##### SOURCE DOCUMENT
Esophageal Foreign Bodies


Key Points

Common foreign bodies that dogs ingest are bones, rawhides, and toys

An endoscope and forceps are generally used to remove an esophageal foreign body

If endoscopy is not successful to remove the foreign object, surgery is needed

Early treatment typically results in a better prognosis

 

Anatomy

  • The esophagus is a muscular tube that extends from the back of the throat to the stomach.
  • The esophagus passes down the entire length of the neck and the chest.
  • The esophagus has the ability to propel food and water down to the stomach.

 

Esophageal foreign bodies

  • Common foreign bodies that dogs ingest are bones, rawhides, and toys.
  • There are 3 main regions that the foreign bodies can get stuck in the esophagus:
    • Lower neck at the inlet to the chest cavity
    • Base of the heart
    • At the level of the diaphragm
    • At these locations the esophagus is somewhat narrower than other regions due to structures surrounding the esophagus.

 

Clinical Signs of esophageal foreign bodies

  • Drooling
  • Regurgitation
  • Pawing at face
  • Anorexia
  • Depression and Fever in some cases

 

Removal of esophageal foreign bodies

  • An endoscope and forceps are generally used to remove an esophageal foreign body. Most esophageal foreign bodies can be removed using this technique. If the foreign body has sharp spikes, as is found with a bone, it will become lodged.
##########
● **WORK ORDER**
In the page on esophageal foreign bodies, what does the text say is needed if endoscopy does not remove the object?
##### EXCERPTED DATA
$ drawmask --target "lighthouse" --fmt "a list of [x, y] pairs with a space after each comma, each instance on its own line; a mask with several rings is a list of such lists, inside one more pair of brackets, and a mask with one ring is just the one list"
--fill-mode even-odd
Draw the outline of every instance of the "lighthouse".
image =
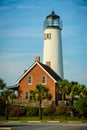
[[63, 79], [62, 56], [62, 21], [54, 11], [44, 21], [44, 50], [43, 63], [50, 63], [50, 67]]

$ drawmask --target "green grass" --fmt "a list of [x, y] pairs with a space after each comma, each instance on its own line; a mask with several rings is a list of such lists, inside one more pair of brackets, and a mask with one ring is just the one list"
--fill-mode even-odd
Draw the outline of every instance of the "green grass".
[[[38, 116], [24, 116], [24, 117], [9, 117], [9, 120], [6, 120], [5, 117], [0, 117], [0, 122], [8, 122], [8, 121], [21, 121], [21, 122], [27, 122], [27, 121], [39, 121]], [[87, 118], [78, 118], [78, 117], [65, 117], [65, 116], [43, 116], [42, 122], [47, 121], [60, 121], [60, 122], [68, 122], [68, 121], [79, 121], [79, 122], [85, 122], [87, 123]]]

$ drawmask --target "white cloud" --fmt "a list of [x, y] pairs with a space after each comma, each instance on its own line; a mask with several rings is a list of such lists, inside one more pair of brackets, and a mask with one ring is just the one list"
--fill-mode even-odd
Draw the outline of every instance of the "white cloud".
[[38, 28], [32, 27], [21, 27], [13, 28], [9, 30], [0, 30], [0, 38], [9, 38], [9, 37], [42, 37], [42, 33]]
[[9, 8], [8, 6], [0, 6], [0, 10], [6, 10], [8, 8]]
[[40, 9], [39, 6], [32, 6], [32, 5], [17, 5], [16, 8], [18, 9]]
[[83, 10], [83, 11], [87, 11], [87, 6], [79, 5], [78, 9]]

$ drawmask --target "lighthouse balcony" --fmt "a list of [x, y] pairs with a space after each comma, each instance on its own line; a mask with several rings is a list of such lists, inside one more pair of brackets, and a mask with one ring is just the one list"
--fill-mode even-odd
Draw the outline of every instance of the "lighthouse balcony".
[[57, 27], [62, 29], [62, 21], [61, 20], [45, 20], [44, 21], [44, 29], [48, 27]]

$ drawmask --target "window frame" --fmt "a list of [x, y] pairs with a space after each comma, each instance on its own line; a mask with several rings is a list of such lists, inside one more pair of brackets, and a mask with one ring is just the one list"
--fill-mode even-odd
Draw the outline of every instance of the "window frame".
[[32, 81], [33, 81], [32, 75], [28, 75], [28, 84], [31, 85]]
[[29, 92], [28, 92], [28, 91], [26, 91], [26, 92], [24, 93], [24, 98], [25, 98], [25, 99], [28, 99], [28, 98], [29, 98]]
[[41, 77], [41, 83], [46, 84], [46, 75], [42, 75]]

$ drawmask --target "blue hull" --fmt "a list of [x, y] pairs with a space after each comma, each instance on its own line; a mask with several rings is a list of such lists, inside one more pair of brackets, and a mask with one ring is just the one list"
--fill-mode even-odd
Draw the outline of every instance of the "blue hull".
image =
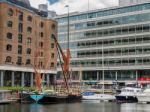
[[138, 102], [135, 96], [115, 96], [118, 103], [136, 103]]
[[81, 102], [81, 95], [40, 95], [40, 94], [21, 94], [21, 103], [39, 103], [39, 104], [57, 104], [57, 103], [74, 103]]

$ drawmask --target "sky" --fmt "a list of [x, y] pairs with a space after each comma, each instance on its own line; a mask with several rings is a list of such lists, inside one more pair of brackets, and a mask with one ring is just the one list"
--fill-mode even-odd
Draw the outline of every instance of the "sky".
[[[101, 9], [118, 5], [118, 0], [29, 0], [31, 6], [38, 8], [39, 4], [48, 4], [48, 9], [57, 14], [67, 13], [65, 7], [69, 5], [69, 12]], [[88, 5], [89, 4], [89, 5]]]

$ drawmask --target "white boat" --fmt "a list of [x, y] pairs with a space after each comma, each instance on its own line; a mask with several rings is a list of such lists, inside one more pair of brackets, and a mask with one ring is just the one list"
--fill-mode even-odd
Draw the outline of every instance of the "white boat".
[[16, 101], [13, 100], [11, 92], [10, 90], [0, 90], [0, 104], [8, 104]]
[[137, 94], [142, 91], [140, 87], [125, 87], [121, 89], [121, 93], [116, 95], [117, 102], [134, 103], [138, 102]]
[[150, 103], [150, 84], [137, 95], [139, 103]]
[[83, 100], [99, 100], [99, 101], [114, 101], [115, 96], [111, 94], [98, 94], [94, 92], [84, 92], [82, 95]]

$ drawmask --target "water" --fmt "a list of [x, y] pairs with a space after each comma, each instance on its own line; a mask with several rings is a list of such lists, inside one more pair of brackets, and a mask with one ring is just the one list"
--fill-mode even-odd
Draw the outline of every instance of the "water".
[[0, 112], [150, 112], [150, 104], [136, 103], [74, 103], [74, 104], [8, 104], [0, 105]]

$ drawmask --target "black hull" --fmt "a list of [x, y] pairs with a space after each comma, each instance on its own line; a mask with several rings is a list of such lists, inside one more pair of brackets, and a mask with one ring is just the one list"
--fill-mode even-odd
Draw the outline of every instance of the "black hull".
[[21, 93], [22, 98], [20, 98], [21, 103], [39, 103], [39, 104], [59, 104], [59, 103], [76, 103], [81, 102], [81, 95], [68, 95], [68, 96], [53, 96], [53, 95], [44, 95], [42, 99], [38, 102], [34, 101], [30, 95]]
[[118, 103], [137, 103], [138, 99], [135, 96], [116, 96]]

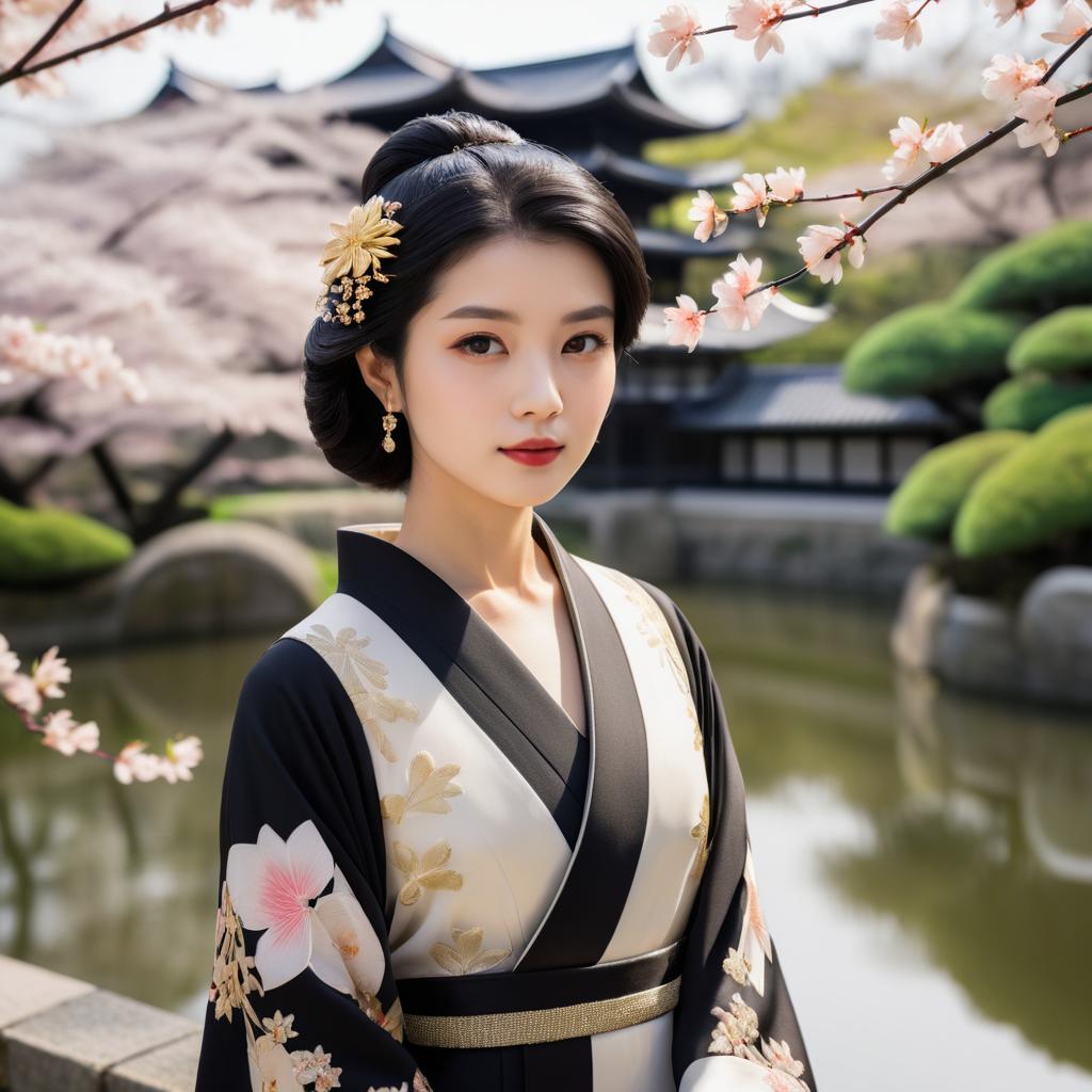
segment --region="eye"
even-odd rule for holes
[[[497,339],[494,337],[492,334],[470,334],[462,341],[455,342],[455,347],[463,349],[463,352],[466,353],[468,356],[496,356],[497,355],[496,353],[476,353],[467,348],[468,345],[475,342],[477,344],[482,344],[482,342],[485,342],[486,345],[488,345],[489,342],[495,342],[495,341],[497,341]]]
[[[594,345],[591,349],[587,351],[587,353],[578,353],[577,354],[578,356],[590,356],[592,353],[596,352],[596,349],[601,349],[603,348],[604,345],[607,344],[606,337],[602,336],[601,334],[593,334],[593,333],[577,334],[575,337],[570,337],[567,344],[571,345],[574,341],[583,341],[585,337],[591,337],[591,340],[594,342]]]

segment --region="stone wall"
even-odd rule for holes
[[[0,956],[7,1092],[193,1092],[201,1031],[173,1012]]]

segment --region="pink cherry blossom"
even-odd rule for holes
[[[93,751],[98,747],[98,725],[94,721],[78,724],[72,711],[59,709],[46,716],[41,743],[61,755],[72,756],[78,750]]]
[[[728,272],[713,282],[712,290],[719,302],[713,310],[729,330],[753,330],[762,319],[762,312],[770,306],[775,288],[747,293],[761,283],[762,259],[748,262],[737,254],[728,265]],[[746,298],[744,298],[746,297]]]
[[[996,26],[1004,26],[1013,15],[1023,17],[1024,11],[1029,9],[1035,0],[986,0],[986,7],[994,9]]]
[[[736,24],[737,38],[755,39],[755,59],[761,60],[770,49],[785,51],[776,26],[798,3],[799,0],[728,0],[727,21]]]
[[[842,283],[842,251],[835,250],[829,258],[823,256],[844,238],[844,232],[826,224],[809,224],[808,234],[797,236],[796,241],[800,245],[799,250],[804,264],[808,272],[814,273],[823,284]],[[864,239],[859,235],[855,235],[846,249],[850,254],[850,264],[859,269],[865,260]]]
[[[3,698],[10,705],[32,716],[41,710],[41,691],[34,685],[34,679],[22,672],[16,672],[3,685]]]
[[[708,242],[710,236],[721,235],[728,226],[728,214],[709,190],[698,190],[698,195],[687,210],[687,218],[699,221],[693,229],[693,237],[699,242]]]
[[[653,57],[667,58],[667,71],[674,72],[684,56],[697,64],[705,56],[701,39],[695,33],[701,29],[701,21],[693,9],[686,3],[673,3],[656,22],[663,27],[649,36],[649,52]]]
[[[333,890],[311,906],[331,879]],[[378,990],[382,946],[312,820],[287,841],[264,823],[256,843],[236,842],[226,880],[244,927],[264,930],[254,968],[265,989],[310,968],[344,993],[352,994],[356,983]]]
[[[945,163],[965,149],[963,126],[952,121],[934,126],[922,141],[922,151],[929,157],[929,163]]]
[[[1046,71],[1045,61],[1025,61],[1020,54],[1006,57],[995,54],[982,70],[982,94],[990,102],[1012,106],[1021,92],[1038,83]]]
[[[765,223],[765,213],[769,209],[765,176],[761,171],[751,171],[744,175],[739,181],[733,182],[732,188],[736,191],[736,195],[732,199],[732,207],[736,212],[757,209],[758,226],[761,227]]]
[[[747,177],[746,175],[744,176]],[[765,176],[765,183],[770,187],[770,193],[779,201],[790,202],[804,195],[804,168],[778,167]]]
[[[692,296],[676,296],[675,301],[678,307],[664,308],[667,344],[686,345],[687,352],[692,353],[705,328],[705,312],[699,310]]]
[[[1088,5],[1087,0],[1067,0],[1066,7],[1061,9],[1061,21],[1054,31],[1047,31],[1043,37],[1047,41],[1068,46],[1090,28],[1092,28],[1092,8]]]
[[[877,38],[888,41],[901,39],[903,49],[913,49],[922,44],[922,24],[911,14],[906,0],[895,0],[882,10],[874,33]]]
[[[883,177],[889,181],[898,181],[910,174],[917,153],[922,150],[925,133],[922,127],[911,117],[899,118],[899,124],[888,130],[894,154],[880,167]]]

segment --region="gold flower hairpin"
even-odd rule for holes
[[[322,280],[328,289],[319,296],[316,306],[324,307],[331,293],[340,295],[341,302],[332,312],[329,309],[323,312],[324,322],[340,319],[346,327],[351,322],[364,322],[363,301],[371,298],[369,283],[387,284],[391,280],[380,270],[380,260],[393,258],[387,248],[402,241],[394,237],[402,230],[402,224],[391,218],[401,207],[401,201],[383,201],[377,193],[367,203],[353,206],[347,224],[330,225],[334,238],[327,244],[319,260],[320,265],[327,266]]]

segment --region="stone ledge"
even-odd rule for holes
[[[9,1092],[188,1092],[201,1028],[0,957],[0,1085]]]

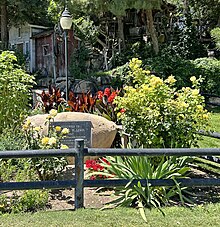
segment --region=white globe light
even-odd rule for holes
[[[67,8],[63,11],[60,18],[60,25],[63,30],[70,30],[72,26],[72,17]]]

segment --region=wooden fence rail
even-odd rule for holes
[[[62,189],[75,188],[75,209],[84,206],[84,187],[114,187],[125,186],[129,179],[108,179],[108,180],[84,180],[84,157],[85,156],[211,156],[220,155],[219,148],[169,148],[169,149],[104,149],[85,148],[84,140],[77,139],[75,148],[67,150],[22,150],[2,151],[0,159],[11,158],[36,158],[36,157],[75,157],[75,179],[63,181],[37,181],[37,182],[3,182],[0,183],[0,190],[29,190],[29,189]],[[143,186],[173,186],[172,179],[136,179]],[[220,179],[217,178],[193,178],[177,179],[182,186],[203,187],[220,186]]]

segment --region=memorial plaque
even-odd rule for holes
[[[91,147],[92,141],[92,123],[91,121],[56,121],[51,122],[53,126],[60,126],[69,129],[69,134],[62,139],[62,143],[69,148],[75,147],[75,139],[84,139],[85,147]]]

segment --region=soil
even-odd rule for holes
[[[74,166],[67,167],[60,180],[73,179]],[[85,171],[85,178],[87,177]],[[49,207],[52,210],[72,210],[74,204],[75,189],[52,190],[50,194]],[[85,208],[102,208],[106,203],[116,199],[112,190],[104,190],[97,193],[97,188],[84,188],[84,207]]]
[[[211,174],[203,172],[191,166],[191,177],[209,178],[214,177]],[[69,166],[61,179],[73,179],[74,167]],[[85,171],[85,178],[87,178]],[[194,203],[201,204],[205,202],[219,202],[220,201],[220,187],[204,187],[204,188],[189,188],[194,196],[192,199]],[[102,208],[106,203],[113,201],[117,197],[112,190],[105,190],[97,193],[96,188],[84,189],[84,207],[85,208]],[[179,199],[178,199],[179,200]],[[50,209],[52,210],[72,210],[74,209],[74,189],[53,190],[50,198]],[[189,204],[190,205],[190,204]]]

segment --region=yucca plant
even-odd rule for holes
[[[105,208],[112,206],[135,206],[139,209],[141,216],[146,221],[144,208],[158,208],[174,202],[174,198],[179,196],[181,203],[191,202],[182,194],[183,188],[176,179],[186,178],[190,168],[187,166],[188,157],[162,157],[157,164],[152,161],[152,157],[132,156],[132,157],[106,157],[106,162],[102,162],[104,171],[102,175],[111,179],[130,179],[125,187],[114,188],[118,198],[107,204]],[[100,174],[93,172],[93,175]],[[172,179],[175,185],[165,186],[142,186],[141,182],[133,185],[134,179]],[[163,213],[163,212],[162,212]]]

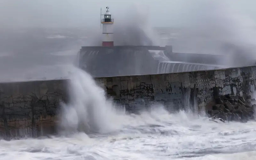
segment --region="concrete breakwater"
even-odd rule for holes
[[[220,95],[254,92],[256,67],[95,79],[108,97],[129,112],[160,103],[170,110],[189,109],[202,113]],[[68,82],[0,84],[1,137],[36,137],[56,133],[60,104],[68,101]]]

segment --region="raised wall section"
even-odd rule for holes
[[[172,111],[183,108],[204,112],[218,94],[255,92],[256,74],[253,66],[95,79],[108,97],[130,112],[157,103]],[[35,137],[55,133],[60,103],[68,101],[68,82],[0,84],[1,136]]]

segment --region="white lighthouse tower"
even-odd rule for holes
[[[112,47],[114,46],[113,33],[114,20],[111,18],[111,14],[108,11],[109,7],[108,6],[106,8],[107,11],[104,14],[101,14],[100,13],[101,19],[101,16],[104,16],[104,18],[101,19],[103,28],[102,46],[104,47]]]

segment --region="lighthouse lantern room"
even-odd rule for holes
[[[111,14],[108,6],[106,7],[107,10],[104,14],[100,13],[101,23],[102,25],[102,46],[104,47],[111,47],[114,45],[113,32],[114,19],[111,17]],[[104,18],[101,19],[101,16],[104,16]]]

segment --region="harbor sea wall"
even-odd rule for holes
[[[0,83],[0,136],[36,137],[56,132],[67,80]]]
[[[256,67],[155,75],[95,78],[106,95],[130,112],[162,104],[171,111],[203,113],[219,95],[252,94]],[[68,80],[0,84],[1,137],[56,133],[61,103],[68,101]],[[86,83],[86,82],[85,82]]]

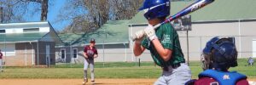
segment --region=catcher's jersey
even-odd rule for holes
[[[170,60],[164,61],[164,60],[157,53],[153,43],[148,39],[144,38],[142,42],[142,45],[150,51],[151,56],[156,65],[161,67],[167,67],[171,65],[185,62],[183,54],[180,47],[178,35],[170,23],[160,26],[155,31],[155,34],[159,41],[161,42],[163,48],[171,49],[172,51]]]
##########
● **SOLUTION**
Surgery is needed.